Selected excerpt:
Ribbon diagrams of three HIV gp120 V3 loops complexed with different anti-V3 mAbs, as viewed from the front (top) and side (bottom). Thus, V3 loops are shown in the context of (a) mAb 2219, (b) mAb 447-52D, and (c) mAb F425-B4e8. Loops a and b are from HIV-1 strain MN, whereas c is from strain RP142. Each 3D structure is colored from N-terminal to C-terminal in a blue to red gradient.
FIG. 2.
FIG. 2.
(a) Plot of the occurrence of the tetrameric motif in the V3 loop crown sequence (at the ß-turn location) in a representative sample of all known V3 loops. Of the recorded motifs occurring in the turn sequence 94% have already been identified in the literature as sequences that strongly predict a ß-turn or ß-hairpin conformation. Of the remaining 6%, 5% are sequences that moderately predict a ß-turn and none is a strongly α-helical sequence. (b) Design and testing of a V3 loop with an α-helical crown (designated S2, bottom panel). The ribbon structure shown below each sequence is the ab initio folding of the red or green colored portion of the sequence, a technique previously shown to predict the structural preferences of the V3 loop crown accurately enough to recapitulate crystallographic V3 loop conformations. The upper sequence shown in green is the wild-type Hxbc2 V3 crown sequence (HXB2WT). The lower sequence differs only in the amino acids shown in red, which are designed to fold ab initio an α-helical V3 loop sequence (HX S2). (c) Infectivity of HXB2 wild-type (HXB2 WT) and V3 loop engineered HXB2 chimeric pseudotyped (HX S2) viruses. The result shows mean luciferase activity (y-axis) resulting from productive infection of cells with virus ± SD from triplicate wells. The α-helical V3 crown construct HX S2 shows no activity and thus is not infective, whereas HXB2WT shows the full luciferase activity typical of productive infection of cells by virus.

Extracted data:
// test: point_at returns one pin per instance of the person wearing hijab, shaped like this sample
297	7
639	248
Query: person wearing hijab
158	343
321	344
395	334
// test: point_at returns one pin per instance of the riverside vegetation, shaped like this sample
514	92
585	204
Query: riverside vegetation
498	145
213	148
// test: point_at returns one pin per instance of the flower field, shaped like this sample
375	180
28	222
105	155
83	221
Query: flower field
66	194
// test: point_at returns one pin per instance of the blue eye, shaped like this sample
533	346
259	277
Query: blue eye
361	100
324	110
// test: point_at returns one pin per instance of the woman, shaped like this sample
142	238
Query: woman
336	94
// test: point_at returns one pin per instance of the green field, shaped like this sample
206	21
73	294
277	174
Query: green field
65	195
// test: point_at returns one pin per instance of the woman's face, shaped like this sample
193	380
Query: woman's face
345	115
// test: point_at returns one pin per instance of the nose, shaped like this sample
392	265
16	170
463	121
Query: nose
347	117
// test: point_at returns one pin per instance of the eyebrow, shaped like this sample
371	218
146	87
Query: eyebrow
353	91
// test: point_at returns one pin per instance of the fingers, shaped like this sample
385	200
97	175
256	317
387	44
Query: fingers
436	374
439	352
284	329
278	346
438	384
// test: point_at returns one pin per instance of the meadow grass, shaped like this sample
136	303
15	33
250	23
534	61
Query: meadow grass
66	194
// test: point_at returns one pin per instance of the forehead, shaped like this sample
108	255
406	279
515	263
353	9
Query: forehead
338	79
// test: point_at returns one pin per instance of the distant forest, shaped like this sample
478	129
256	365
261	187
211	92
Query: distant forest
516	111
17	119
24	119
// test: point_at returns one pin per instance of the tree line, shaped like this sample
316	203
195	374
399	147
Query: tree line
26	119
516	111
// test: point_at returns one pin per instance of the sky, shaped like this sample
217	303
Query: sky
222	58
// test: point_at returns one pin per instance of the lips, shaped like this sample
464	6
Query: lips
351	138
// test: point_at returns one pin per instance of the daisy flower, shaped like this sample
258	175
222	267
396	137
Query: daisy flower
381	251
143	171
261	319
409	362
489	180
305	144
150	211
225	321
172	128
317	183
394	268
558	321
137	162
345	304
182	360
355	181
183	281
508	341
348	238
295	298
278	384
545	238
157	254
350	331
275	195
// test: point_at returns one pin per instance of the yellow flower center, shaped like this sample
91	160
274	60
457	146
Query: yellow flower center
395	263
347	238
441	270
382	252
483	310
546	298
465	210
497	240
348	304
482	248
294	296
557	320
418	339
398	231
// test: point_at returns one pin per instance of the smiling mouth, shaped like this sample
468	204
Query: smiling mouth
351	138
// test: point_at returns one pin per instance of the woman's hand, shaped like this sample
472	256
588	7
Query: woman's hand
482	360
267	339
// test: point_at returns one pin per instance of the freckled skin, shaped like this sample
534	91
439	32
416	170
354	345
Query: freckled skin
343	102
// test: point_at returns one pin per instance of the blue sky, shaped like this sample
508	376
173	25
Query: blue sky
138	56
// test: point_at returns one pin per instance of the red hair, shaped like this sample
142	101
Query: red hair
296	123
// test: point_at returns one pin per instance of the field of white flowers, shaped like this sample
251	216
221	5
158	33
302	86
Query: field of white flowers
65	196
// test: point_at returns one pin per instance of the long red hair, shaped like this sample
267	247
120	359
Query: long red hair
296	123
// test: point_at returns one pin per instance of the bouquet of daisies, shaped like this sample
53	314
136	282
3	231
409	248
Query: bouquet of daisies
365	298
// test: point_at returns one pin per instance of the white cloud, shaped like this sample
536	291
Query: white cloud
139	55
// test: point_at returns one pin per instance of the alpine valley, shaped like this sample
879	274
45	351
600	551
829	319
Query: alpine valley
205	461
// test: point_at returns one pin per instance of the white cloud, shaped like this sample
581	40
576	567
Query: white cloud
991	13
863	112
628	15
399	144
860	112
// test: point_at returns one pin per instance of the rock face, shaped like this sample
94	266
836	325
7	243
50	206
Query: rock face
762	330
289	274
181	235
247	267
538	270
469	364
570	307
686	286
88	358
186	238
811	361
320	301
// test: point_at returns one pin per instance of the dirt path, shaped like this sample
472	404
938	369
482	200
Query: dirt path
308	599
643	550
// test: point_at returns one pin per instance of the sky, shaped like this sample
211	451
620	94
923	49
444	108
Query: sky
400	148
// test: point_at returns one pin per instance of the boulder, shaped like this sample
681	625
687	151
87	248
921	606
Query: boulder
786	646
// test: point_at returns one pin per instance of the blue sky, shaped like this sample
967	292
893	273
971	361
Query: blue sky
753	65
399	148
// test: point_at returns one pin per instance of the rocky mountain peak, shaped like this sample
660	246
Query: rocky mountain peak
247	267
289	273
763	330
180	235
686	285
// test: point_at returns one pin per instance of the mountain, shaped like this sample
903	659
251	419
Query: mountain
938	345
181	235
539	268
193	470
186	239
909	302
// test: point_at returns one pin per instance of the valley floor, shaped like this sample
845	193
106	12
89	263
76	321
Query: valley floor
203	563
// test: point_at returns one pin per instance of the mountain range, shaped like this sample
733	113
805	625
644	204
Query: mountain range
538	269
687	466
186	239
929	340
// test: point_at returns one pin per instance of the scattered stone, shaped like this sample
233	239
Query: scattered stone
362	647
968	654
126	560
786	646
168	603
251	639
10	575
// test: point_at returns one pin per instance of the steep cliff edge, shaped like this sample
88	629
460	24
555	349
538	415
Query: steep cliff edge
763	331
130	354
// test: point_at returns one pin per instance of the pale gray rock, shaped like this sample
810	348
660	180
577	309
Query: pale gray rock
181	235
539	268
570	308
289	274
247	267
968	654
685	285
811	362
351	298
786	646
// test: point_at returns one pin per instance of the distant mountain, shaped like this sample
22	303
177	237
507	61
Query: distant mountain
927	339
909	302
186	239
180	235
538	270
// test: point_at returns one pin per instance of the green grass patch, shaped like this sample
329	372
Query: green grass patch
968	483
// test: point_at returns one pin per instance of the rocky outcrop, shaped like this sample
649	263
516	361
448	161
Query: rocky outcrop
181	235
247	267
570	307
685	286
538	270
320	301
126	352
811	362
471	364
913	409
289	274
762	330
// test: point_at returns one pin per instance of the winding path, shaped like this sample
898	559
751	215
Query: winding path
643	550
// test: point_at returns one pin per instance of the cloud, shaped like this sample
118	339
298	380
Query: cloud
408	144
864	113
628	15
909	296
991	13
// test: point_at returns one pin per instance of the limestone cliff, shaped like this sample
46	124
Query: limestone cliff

Prompt A:
According to the HIV V3 loop figure captions, why was ab initio folding used to show the structure beneath each sequence?
Prompt B:
Write the next part of the HIV V3 loop figure captions, starting after their last sentence.
The rows come from a separate source and are unrelated to the HIV V3 loop figure captions.

Result A:
Ab initio folding had previously been shown to predict the structural preferences of the V3 loop crown accurately. It was accurate enough to recapitulate crystallographic V3 loop conformations.

Result B:
FIG. 3.
FIG. 3.
Average sequence variability of V3 loop positions mapped onto the 3D structure of the 2219 mAb-bound conformation of the crown of the V3 loop of clade B strain RP322 consisting of residues 8–23 of the V3 loop 8KRKRIHIGPGRAFYTT. The V3 loop crown region is divided into four different zones: the left-most division (orange) contains the base of the V3 crown (8KRK and 23T). The upper middle division (red) contains the residues pointing their side chains into the hydrophilic face of the amphipathic ß-hairpin (11R, 13H, 19A and 22T). The lower middle division (blue) contains residues that point their side chains into the hydrophobic face of the amphipathic ß-hairpin (12I, 14I, 20F and 21Y). The division on the right (green) contains the conserved ß-turn (15GPGR). The average sequence variability score, calculated as noted in Materials and Methods, is noted in each region.